Region pointing data:
════════
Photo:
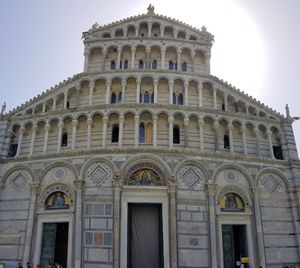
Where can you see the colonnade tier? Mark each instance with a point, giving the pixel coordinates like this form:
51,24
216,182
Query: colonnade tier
157,56
162,89
144,128
153,28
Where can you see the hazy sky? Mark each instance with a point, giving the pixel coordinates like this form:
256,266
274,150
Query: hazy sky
256,49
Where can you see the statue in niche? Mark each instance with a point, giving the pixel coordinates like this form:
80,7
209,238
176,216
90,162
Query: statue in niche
57,200
231,202
150,9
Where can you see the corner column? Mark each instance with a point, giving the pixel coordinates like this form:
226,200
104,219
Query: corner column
171,120
34,186
79,185
172,186
210,190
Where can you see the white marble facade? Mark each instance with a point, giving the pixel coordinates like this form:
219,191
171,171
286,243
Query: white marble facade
146,101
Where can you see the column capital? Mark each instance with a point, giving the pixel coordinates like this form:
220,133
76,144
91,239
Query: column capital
92,84
79,185
216,125
136,118
105,119
35,187
121,119
74,122
170,119
210,188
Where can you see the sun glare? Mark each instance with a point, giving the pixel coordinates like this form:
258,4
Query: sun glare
════════
EXERCISE DESCRIPTION >> Give the data above back unchanged, except for the pictures.

RESULT OF THIS EXERCISE >>
Photo:
Where can you see the colonnade tier? Mark each instance with a point, giving the pixel coordinates like this form:
51,24
216,182
Query: colonnade tier
157,56
162,89
144,128
153,28
Where can you see the hazy sky? Mark each instance with a point, giving the pixel coordinates like this form:
256,266
274,150
Query: hazy sky
256,49
Where can you see the statue in niche? Mark each instance with a point, giving the pixel coordinates like this form:
80,7
209,238
176,216
90,162
Query: statue in niche
57,200
231,202
150,9
Where can you see the corner column? Mark each instance with a point, giving the pixel coordinates like this form:
226,200
104,219
Query: corner column
171,120
34,186
79,185
172,186
210,190
Where can you see the white marble facade? Mark each instance with a point, giving the pixel coordinates like this form:
219,191
171,171
286,243
Query: white marble facade
146,101
Where can you see the column capital? Mark each instance with a point, giving the pixel coordinates like this form:
220,133
76,144
91,239
Query: column capital
92,84
79,185
216,125
136,118
105,119
35,187
121,119
74,122
170,119
210,188
Where can you see the sun glare? Mark each instance with a point, giving the pixel coordinates like this form:
258,4
Query: sun glare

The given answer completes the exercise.